■ Work required ■
Return all the data, word for word.

· · · · ·

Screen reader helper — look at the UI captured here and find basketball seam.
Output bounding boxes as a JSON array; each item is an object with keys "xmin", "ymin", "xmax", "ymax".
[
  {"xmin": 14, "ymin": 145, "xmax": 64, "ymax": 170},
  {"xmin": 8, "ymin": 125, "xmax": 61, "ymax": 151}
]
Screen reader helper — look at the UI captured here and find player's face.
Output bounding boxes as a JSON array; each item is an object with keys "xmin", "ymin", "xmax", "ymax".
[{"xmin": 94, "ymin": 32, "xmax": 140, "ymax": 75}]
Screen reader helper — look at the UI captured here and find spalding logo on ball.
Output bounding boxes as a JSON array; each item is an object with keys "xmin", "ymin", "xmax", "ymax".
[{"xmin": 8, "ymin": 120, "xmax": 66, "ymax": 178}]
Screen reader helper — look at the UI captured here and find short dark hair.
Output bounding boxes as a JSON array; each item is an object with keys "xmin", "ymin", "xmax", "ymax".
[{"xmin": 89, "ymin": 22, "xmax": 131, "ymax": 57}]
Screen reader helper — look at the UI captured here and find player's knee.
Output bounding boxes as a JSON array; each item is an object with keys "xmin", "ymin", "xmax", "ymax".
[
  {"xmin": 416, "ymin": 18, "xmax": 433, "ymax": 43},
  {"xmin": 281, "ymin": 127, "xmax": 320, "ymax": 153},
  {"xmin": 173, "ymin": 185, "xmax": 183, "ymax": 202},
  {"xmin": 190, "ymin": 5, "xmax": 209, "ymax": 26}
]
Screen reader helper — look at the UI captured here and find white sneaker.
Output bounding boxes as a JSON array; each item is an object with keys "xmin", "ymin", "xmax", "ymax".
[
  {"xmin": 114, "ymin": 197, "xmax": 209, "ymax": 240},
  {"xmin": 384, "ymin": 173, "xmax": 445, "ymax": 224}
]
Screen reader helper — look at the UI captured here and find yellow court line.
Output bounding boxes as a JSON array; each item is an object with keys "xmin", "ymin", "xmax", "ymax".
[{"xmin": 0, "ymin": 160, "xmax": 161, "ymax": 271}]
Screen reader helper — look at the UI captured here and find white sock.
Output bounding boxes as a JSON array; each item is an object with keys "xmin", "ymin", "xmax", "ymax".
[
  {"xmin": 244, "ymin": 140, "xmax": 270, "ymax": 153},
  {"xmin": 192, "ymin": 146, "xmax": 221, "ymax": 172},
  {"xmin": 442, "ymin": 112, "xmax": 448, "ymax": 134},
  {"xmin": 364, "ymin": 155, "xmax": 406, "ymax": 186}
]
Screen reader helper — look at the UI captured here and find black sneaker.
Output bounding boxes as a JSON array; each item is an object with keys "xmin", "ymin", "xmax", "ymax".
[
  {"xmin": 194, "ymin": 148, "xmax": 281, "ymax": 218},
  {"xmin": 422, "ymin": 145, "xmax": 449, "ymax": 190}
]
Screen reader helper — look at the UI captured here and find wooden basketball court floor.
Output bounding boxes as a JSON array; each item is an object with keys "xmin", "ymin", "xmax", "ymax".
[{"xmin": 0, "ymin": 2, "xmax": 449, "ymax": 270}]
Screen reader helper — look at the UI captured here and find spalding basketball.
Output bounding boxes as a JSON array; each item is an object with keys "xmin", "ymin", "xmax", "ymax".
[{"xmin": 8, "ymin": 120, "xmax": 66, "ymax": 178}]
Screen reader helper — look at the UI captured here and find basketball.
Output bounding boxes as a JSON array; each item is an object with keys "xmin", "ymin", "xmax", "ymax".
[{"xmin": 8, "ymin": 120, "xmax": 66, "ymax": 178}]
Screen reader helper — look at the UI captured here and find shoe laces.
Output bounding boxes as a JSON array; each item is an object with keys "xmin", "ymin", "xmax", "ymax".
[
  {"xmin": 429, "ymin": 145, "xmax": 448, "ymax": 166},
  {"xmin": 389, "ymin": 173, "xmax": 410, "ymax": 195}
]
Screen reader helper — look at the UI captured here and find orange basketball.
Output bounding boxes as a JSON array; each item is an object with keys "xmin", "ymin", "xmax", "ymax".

· · · · ·

■ Task response ■
Screen reader helper — look at the UI captured here and find basketball seam.
Output bounding boxes as a JSON array; each item is an object with keys "xmin", "ymin", "xmax", "ymax".
[
  {"xmin": 14, "ymin": 145, "xmax": 64, "ymax": 170},
  {"xmin": 8, "ymin": 125, "xmax": 61, "ymax": 151}
]
Screen reader helper — look at the UI captured here and find player's face.
Output bounding boxes as a JSON array; each item is an object with keys "xmin", "ymin", "xmax", "ymax".
[{"xmin": 94, "ymin": 32, "xmax": 140, "ymax": 75}]
Screen reader helper — look at the UI captured here and find spalding logo on ball.
Output bounding boxes as a JSON array; each item is an object with keys "xmin", "ymin", "xmax", "ymax".
[{"xmin": 8, "ymin": 120, "xmax": 66, "ymax": 178}]
Screen reader helper — look at the UI captured here and find short dark hair.
Output bounding boxes as a JSON array; each item is an object with keys "xmin", "ymin", "xmax", "ymax".
[{"xmin": 89, "ymin": 22, "xmax": 131, "ymax": 57}]
Screen reader helper — look at the UI captured here and find player's knee.
Output bounding boxes as a JSON array; each item is an object with keys "xmin", "ymin", "xmax", "ymax".
[
  {"xmin": 416, "ymin": 18, "xmax": 433, "ymax": 43},
  {"xmin": 281, "ymin": 127, "xmax": 320, "ymax": 153},
  {"xmin": 173, "ymin": 185, "xmax": 183, "ymax": 202},
  {"xmin": 190, "ymin": 5, "xmax": 209, "ymax": 26}
]
Screen reader helper — look at the UI captured here and find white sneaker.
Output bounding boxes as a JSON array; each item is an object with keys "xmin", "ymin", "xmax", "ymax".
[
  {"xmin": 114, "ymin": 197, "xmax": 209, "ymax": 240},
  {"xmin": 384, "ymin": 173, "xmax": 445, "ymax": 224}
]
Screen reader helper — look at the UI captured here and find yellow court line.
Output bounding boxes as a JSON array; each item is an object with keys "xmin", "ymin", "xmax", "ymax".
[{"xmin": 0, "ymin": 160, "xmax": 161, "ymax": 271}]
Screen reader helper — look at the UI captured here and find white sock.
Output bounding boxes as a JSON array; each item is an object with keys "xmin", "ymin", "xmax", "ymax".
[
  {"xmin": 244, "ymin": 140, "xmax": 270, "ymax": 153},
  {"xmin": 192, "ymin": 146, "xmax": 221, "ymax": 172},
  {"xmin": 442, "ymin": 112, "xmax": 448, "ymax": 134},
  {"xmin": 364, "ymin": 155, "xmax": 406, "ymax": 186}
]
Screen reader helper — look at the UI captured here and find black sneaker.
Output bounding boxes as a JSON array; each item is an object with keys "xmin", "ymin", "xmax", "ymax".
[
  {"xmin": 194, "ymin": 148, "xmax": 281, "ymax": 218},
  {"xmin": 422, "ymin": 145, "xmax": 449, "ymax": 190}
]
Screen reader helper — look at the UI captured here and find wooden basketball court floor.
Output bounding boxes as a JSON array; each item is an object with keys "xmin", "ymin", "xmax", "ymax".
[{"xmin": 0, "ymin": 2, "xmax": 449, "ymax": 270}]
Screen reader helper — look at the UI captured here and find spalding basketball.
Output bounding boxes as a JSON array; each item is an object with keys "xmin", "ymin", "xmax", "ymax".
[{"xmin": 8, "ymin": 120, "xmax": 66, "ymax": 178}]
Screen reader helper — look at the UI captured here and find basketball.
Output bounding boxes as a JSON array; each item is an object with keys "xmin", "ymin", "xmax", "ymax".
[{"xmin": 8, "ymin": 120, "xmax": 66, "ymax": 178}]
Screen reader helper — look at the UI captured here and find shoe laces.
Output bounding boxes as a JSON array; each item is an object with keys "xmin", "ymin", "xmax", "ymax".
[
  {"xmin": 429, "ymin": 145, "xmax": 448, "ymax": 166},
  {"xmin": 389, "ymin": 173, "xmax": 410, "ymax": 195}
]
Screen reader helper — look at the UI captured here and find orange basketball.
Output bounding boxes as a JSON array; each item is an object with keys "xmin", "ymin", "xmax", "ymax".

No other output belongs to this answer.